### EXERCISE DESCRIPTION
Copy out the stored records word for word, from their first line through the line containing "Now draw the outline of every instance of the cup rim.", including that line.

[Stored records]
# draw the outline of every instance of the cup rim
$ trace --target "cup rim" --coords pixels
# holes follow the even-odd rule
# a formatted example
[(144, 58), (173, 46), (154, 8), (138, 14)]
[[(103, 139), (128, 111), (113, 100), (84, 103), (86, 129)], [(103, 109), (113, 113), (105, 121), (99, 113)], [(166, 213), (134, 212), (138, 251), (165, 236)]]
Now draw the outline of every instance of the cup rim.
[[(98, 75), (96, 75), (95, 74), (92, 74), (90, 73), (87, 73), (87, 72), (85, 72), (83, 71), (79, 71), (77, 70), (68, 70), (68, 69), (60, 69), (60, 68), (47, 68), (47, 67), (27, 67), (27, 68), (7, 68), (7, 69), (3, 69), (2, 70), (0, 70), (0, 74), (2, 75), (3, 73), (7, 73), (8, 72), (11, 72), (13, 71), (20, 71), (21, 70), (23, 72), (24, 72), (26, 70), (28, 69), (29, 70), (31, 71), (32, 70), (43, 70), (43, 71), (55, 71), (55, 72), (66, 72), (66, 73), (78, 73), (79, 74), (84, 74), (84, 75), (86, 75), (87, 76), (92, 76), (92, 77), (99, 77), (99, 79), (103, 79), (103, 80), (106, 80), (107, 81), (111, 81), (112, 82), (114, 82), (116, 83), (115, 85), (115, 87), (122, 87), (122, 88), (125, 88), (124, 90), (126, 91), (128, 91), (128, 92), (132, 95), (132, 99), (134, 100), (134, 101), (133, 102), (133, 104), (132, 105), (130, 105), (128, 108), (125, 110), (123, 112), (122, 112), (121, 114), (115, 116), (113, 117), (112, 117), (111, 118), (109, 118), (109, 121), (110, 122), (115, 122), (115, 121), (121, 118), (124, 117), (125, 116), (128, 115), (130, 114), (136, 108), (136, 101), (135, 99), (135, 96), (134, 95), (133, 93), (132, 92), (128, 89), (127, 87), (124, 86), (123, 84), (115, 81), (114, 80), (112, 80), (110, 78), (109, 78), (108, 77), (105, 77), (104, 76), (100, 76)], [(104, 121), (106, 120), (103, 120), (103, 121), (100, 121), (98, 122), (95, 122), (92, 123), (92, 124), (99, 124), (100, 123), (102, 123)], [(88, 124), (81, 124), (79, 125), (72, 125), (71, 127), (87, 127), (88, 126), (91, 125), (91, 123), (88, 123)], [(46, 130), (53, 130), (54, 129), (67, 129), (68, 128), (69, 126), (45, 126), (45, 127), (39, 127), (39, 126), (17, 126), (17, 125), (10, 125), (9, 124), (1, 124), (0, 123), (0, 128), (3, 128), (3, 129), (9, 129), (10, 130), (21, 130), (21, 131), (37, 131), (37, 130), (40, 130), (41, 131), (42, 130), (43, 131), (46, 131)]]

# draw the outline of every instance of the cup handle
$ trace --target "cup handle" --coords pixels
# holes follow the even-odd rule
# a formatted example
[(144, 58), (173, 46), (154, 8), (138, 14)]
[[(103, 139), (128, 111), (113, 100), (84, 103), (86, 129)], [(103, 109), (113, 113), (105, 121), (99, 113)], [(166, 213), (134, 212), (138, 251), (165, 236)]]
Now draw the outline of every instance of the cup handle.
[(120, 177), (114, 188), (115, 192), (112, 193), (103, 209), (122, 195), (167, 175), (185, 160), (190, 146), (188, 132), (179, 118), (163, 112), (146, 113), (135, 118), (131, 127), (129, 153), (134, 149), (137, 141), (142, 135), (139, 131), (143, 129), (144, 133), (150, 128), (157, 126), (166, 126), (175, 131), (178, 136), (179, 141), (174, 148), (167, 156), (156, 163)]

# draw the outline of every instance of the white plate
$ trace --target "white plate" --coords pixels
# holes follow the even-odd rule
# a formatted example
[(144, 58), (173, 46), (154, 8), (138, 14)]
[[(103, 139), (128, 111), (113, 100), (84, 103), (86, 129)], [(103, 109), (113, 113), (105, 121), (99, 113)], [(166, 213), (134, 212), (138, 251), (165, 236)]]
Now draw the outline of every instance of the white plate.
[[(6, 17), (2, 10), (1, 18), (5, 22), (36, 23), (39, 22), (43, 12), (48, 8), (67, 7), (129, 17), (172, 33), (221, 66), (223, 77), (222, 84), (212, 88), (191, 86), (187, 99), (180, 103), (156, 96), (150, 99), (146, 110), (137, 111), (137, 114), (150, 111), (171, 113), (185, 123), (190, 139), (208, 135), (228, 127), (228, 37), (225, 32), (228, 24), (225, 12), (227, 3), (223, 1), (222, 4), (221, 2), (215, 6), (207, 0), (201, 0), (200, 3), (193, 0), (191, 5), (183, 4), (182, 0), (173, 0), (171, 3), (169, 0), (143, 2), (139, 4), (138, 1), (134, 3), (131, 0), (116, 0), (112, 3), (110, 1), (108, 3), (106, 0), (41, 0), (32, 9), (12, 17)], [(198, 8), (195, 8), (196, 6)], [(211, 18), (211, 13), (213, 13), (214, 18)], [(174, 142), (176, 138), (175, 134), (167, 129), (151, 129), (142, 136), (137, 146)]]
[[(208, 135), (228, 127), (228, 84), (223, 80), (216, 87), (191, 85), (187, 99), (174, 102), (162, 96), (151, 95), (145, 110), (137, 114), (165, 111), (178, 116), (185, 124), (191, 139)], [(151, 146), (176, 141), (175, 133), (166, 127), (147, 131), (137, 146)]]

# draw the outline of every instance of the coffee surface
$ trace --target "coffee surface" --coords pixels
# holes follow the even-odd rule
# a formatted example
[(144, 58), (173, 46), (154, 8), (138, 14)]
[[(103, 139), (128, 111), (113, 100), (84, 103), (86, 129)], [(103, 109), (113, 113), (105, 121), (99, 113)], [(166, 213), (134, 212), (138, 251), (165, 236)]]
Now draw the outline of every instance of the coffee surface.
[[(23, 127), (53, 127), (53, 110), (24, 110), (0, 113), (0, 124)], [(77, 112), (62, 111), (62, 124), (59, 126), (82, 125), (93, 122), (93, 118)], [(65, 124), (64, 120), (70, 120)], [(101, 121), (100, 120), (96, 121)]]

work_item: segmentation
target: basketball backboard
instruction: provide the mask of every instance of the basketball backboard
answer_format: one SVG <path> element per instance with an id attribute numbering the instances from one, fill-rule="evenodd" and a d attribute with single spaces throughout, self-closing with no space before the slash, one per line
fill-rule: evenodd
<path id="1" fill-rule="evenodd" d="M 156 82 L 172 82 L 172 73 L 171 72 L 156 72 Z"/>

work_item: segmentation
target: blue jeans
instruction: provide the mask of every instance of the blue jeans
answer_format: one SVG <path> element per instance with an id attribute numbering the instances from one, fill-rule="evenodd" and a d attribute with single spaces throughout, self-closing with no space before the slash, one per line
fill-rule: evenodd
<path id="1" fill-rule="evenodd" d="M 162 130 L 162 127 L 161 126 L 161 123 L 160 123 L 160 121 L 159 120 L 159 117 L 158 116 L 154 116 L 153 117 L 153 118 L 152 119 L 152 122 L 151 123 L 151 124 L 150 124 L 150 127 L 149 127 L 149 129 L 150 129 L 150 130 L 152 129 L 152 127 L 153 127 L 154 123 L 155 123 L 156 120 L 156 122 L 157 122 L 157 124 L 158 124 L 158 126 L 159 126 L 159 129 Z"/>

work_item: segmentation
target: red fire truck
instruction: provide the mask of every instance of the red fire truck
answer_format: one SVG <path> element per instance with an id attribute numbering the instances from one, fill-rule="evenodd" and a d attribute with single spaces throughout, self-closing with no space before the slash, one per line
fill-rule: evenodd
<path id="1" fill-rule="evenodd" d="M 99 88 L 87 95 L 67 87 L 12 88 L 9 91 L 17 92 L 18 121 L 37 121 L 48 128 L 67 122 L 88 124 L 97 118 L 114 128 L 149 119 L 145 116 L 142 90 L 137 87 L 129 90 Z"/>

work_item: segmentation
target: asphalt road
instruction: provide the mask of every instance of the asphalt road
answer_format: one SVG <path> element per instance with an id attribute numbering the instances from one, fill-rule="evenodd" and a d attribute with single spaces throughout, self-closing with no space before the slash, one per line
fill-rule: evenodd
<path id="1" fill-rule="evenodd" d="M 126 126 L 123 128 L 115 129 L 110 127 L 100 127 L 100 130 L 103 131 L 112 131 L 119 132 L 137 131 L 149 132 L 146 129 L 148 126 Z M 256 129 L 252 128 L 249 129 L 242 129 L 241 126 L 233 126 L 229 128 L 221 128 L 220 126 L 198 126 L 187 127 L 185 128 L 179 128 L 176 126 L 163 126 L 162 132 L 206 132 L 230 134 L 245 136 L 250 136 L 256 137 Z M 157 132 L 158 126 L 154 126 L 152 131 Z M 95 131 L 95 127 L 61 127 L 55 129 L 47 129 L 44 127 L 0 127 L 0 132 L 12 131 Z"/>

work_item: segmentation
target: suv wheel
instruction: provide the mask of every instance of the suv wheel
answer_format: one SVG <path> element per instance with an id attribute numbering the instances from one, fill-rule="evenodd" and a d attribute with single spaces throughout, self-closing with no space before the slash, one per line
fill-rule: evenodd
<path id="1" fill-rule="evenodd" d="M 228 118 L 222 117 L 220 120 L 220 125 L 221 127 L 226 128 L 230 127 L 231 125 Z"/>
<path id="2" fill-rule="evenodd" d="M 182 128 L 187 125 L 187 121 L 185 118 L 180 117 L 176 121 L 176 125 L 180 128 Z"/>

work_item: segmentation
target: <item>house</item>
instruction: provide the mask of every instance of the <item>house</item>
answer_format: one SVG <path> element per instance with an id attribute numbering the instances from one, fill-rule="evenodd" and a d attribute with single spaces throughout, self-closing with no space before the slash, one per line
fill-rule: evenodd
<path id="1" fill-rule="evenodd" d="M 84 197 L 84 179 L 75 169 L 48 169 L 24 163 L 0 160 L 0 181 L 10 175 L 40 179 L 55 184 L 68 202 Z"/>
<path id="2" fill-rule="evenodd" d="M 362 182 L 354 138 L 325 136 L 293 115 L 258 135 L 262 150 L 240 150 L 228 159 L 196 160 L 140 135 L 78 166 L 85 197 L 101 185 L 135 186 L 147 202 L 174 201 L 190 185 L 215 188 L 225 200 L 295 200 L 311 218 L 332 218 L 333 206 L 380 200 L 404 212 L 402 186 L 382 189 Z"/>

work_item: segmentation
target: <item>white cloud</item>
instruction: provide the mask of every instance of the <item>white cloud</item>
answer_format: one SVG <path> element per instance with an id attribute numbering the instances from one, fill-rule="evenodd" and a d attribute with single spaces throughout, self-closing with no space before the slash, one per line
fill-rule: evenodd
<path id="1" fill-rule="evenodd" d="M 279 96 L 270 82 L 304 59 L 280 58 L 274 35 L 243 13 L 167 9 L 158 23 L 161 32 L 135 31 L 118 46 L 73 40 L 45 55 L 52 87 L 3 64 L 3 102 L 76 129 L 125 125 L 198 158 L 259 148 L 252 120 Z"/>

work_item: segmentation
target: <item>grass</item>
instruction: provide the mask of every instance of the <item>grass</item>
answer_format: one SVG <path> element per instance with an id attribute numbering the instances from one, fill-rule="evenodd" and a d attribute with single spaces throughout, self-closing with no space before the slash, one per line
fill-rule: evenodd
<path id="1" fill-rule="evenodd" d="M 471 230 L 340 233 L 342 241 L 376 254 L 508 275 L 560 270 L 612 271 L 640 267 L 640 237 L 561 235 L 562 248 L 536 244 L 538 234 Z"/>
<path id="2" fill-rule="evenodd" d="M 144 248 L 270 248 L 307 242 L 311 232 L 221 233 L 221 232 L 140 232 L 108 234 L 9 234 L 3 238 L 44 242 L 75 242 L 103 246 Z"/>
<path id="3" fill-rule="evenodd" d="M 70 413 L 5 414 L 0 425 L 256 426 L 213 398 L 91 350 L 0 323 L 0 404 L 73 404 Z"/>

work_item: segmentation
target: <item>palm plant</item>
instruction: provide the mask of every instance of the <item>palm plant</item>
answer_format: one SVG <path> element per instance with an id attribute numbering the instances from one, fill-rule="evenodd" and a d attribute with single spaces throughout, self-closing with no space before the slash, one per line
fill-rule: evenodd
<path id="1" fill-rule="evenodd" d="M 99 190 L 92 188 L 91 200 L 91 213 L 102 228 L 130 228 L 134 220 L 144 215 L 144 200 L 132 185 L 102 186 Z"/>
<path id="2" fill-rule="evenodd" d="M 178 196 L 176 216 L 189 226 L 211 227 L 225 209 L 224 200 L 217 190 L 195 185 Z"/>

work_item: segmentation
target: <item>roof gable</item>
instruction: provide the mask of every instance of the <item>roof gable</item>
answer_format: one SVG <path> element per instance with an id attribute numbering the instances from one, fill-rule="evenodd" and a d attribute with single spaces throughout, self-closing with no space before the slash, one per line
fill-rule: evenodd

### COMPLETE RESPONSE
# draw the outline of every instance of the cup rim
$ trace --target "cup rim" --coords pixels
# holes follow the even-odd rule
# a formatted example
[(144, 58), (173, 46), (154, 8), (138, 14)]
[[(103, 139), (128, 111), (113, 100), (84, 103), (86, 129)], [(103, 109), (113, 113), (105, 121), (99, 113)], [(166, 213), (134, 212), (138, 251), (165, 236)]]
Now draw the outline of every instance of the cup rim.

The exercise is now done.